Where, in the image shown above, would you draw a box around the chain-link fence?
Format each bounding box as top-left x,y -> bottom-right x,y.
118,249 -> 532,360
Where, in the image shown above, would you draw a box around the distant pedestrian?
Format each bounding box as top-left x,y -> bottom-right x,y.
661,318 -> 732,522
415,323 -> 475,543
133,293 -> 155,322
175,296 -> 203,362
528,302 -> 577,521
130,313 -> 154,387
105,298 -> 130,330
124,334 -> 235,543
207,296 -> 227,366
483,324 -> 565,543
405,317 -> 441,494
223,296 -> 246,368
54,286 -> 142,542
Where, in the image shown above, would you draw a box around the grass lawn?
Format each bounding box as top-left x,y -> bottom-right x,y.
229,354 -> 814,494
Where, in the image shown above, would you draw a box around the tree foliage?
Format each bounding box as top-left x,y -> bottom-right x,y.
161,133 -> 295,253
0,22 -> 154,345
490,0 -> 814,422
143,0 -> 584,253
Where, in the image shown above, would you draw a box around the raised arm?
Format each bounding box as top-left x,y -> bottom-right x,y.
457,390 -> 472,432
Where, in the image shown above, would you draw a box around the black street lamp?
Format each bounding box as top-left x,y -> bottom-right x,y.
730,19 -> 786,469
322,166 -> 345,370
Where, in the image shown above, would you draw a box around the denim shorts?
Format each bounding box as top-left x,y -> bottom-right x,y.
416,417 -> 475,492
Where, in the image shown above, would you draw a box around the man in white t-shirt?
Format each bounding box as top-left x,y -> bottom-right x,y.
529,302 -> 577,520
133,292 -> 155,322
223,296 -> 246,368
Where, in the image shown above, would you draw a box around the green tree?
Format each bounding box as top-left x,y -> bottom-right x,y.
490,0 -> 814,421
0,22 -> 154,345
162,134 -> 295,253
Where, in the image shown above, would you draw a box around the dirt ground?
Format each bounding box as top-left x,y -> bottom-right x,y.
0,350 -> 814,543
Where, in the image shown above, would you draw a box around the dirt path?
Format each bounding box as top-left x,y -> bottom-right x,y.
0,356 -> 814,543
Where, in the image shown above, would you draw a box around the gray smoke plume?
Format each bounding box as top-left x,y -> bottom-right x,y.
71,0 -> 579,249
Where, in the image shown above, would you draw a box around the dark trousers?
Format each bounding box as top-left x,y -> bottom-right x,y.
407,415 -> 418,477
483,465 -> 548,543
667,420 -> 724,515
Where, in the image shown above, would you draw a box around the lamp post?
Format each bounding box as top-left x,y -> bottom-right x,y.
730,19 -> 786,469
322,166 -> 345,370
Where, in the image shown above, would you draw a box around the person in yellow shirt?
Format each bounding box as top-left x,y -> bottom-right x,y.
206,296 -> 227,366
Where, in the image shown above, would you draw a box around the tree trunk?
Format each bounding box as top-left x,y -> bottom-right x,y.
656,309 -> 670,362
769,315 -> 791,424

• • • • • • •

Copy out every line of the listing above word for word, without changing anything.

*Answer to the task*.
Where, in the image shown above, would you draw a box around the chain-link fence?
Format each bounding box as top-left x,y -> bottom-right x,y.
118,249 -> 532,360
Where, in the image shown above, would you draw a box around the distant pedestrian?
Format each bounding box as top-left x,y -> bottom-right x,y.
661,318 -> 732,522
415,323 -> 475,543
133,293 -> 155,322
175,296 -> 203,362
528,302 -> 577,521
130,313 -> 154,387
105,298 -> 130,330
124,334 -> 235,543
207,296 -> 227,366
483,324 -> 565,543
405,317 -> 441,494
223,296 -> 246,368
54,286 -> 142,542
Where, in the image shown above, would you draw a box around the grass lawn?
Format each bounding box as top-left x,y -> bottom-right x,y.
229,354 -> 814,494
Where, in the image shown above, would you draw a box around the tree foliage?
Format each bounding box as top-left x,y -> bottom-right x,y.
161,133 -> 295,253
0,22 -> 154,345
490,0 -> 814,422
143,0 -> 584,253
Where, in the image shown above, would you draw a box around the raised arm?
Format each bounding box as top-left x,y -> bottom-right x,y.
457,390 -> 472,432
Where, in the image shown above, would you draw a box around the black street lamp?
Format each bounding box as top-left x,y -> bottom-right x,y.
730,19 -> 786,469
322,166 -> 345,370
Where, in the image shown above, would you draw a box around the denim shorts?
Format each bounding box as top-left x,y -> bottom-right x,y.
416,417 -> 475,492
Where, in the image shown above, would you draw a box around the man in white t-shirt?
Format each bounding box as top-left x,y -> bottom-right x,y.
529,302 -> 577,520
133,292 -> 155,322
223,296 -> 246,368
Where, in the image shown above, would you draw a box around the green tree?
Format each bounding box as top-left x,y -> bottom-right x,y.
490,0 -> 814,421
0,22 -> 154,345
162,134 -> 295,253
Where, in the image shown above, would you draw a box around the dirt ground?
Format each bounding box as top-left x,y -> bottom-right x,y.
0,350 -> 814,543
Where, in the image shown above, would you draw a box around the dirt path?
Format each bounding box as top-left x,y -> bottom-right x,y.
0,356 -> 814,543
Where, in the image shown above, would you draw a box around the gray smoke plume?
Format each bounding box as top-left x,y -> bottom-right x,y.
71,0 -> 579,249
Where, in the image shown above, would you draw a box around the dark trousers?
Format each bounding box as top-left x,y -> bottom-right x,y.
407,415 -> 418,477
483,465 -> 548,543
667,420 -> 724,515
Where, in the image shown above, would you draw a box around the lamp post?
Format each bounding box as top-left x,y -> bottom-right x,y.
730,19 -> 786,469
322,166 -> 345,370
Where, in the image shown above, would you draw a box around the person in yellow shirt?
Format each bounding box as top-left x,y -> bottom-right x,y.
206,296 -> 227,366
Where, in the image shown above, would you draw a box around the tree trunk?
Format each bounding box as top-left x,y -> bottom-right x,y.
656,309 -> 670,362
769,315 -> 791,424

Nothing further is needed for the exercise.